Nicole Trapp (Martin Luther College (MLC)) 2022-10-26 4:28:24pm
Andy and Sarah,

Whenever I hear the word radio, I always think of singing along to the songs when my family or friends and I drive around. I don’t often think of sitting and listening to a podcast or talk show. Whenever I visit my grandma’s house, she will usually have her radio on, but even then there are many times that it will be music or just background noise, and less for entertainment. When the radio first came out it was a huge deal. And for some it still is today. But the trends are starting to shift more and more towards media and other apps, and less on the radio. Many people will change the station if they hear someone start talking while they were listening to music.

With it being so easy to skip over radio stations when someone starts talking, and fewer people listening to the radio, what are you most hoping will set these radio resources apart to draw people in when there are other Christian music stations and so many new trends?

Thank you again for your research and explanations as to how the radio has broadened the horizons for sharing the good news of the gospel with others.
Nasteha A Ali (Bethany lutheran college) 2022-10-26 6:02:21pm
I always found it fascinating that broadcasting the word of God and reaching millions of people at once is possible. Through studio like KFUO that has 100 conservative years of Service. Its indeed a Worldwide outreach. Music reaches the heart of everyone in a different way. Music has its own language that people interpret differently. with religious Music if the Word of God is not stated clearly for a listener it loses its value.

Thank you For Sharing Your research.
Tom Kuster (Christ in Media Institute) 2022-11-08 2:07:08am
Andy and Sarah, your stimulating presentation, I suspect, just scratches the surface. I'd like to read a book-length history of KFUO and related broadcasting in the LC-MS, including tracking all the changes of laws governing broadcasting over the many years and the effects of those laws on how gospel messages get out to the public through these media. While someone is at it producing this historical work, how about another book telling the entire story of the "This Is The Life" TV broadcasts, which I remember watching when I was a kid.

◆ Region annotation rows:
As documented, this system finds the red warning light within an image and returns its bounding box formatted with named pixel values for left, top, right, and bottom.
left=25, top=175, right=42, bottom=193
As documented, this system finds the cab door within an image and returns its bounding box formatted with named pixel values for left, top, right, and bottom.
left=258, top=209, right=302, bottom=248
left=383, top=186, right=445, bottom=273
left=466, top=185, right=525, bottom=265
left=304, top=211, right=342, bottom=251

◆ Challenges:
1. In the comments, what kind of book does Tom Kuster say he would like to read about KFUO?
2. Write out the comments from "Whenever I hear" to "listening to music.", swapping "podcast" for "sermon".

◆ Complete answers:
1. A book-length history of KFUO and related broadcasting in the LC-MS.

2.
Whenever I hear the word radio, I always think of singing along to the songs when my family or friends and I drive around. I don’t often think of sitting and listening to a sermon or talk show. Whenever I visit my grandma’s house, she will usually have her radio on, but even then there are many times that it will be music or just background noise, and less for entertainment. When the radio first came out it was a huge deal. And for some it still is today. But the trends are starting to shift more and more towards media and other apps, and less on the radio. Many people will change the station if they hear someone start talking while they were listening to music.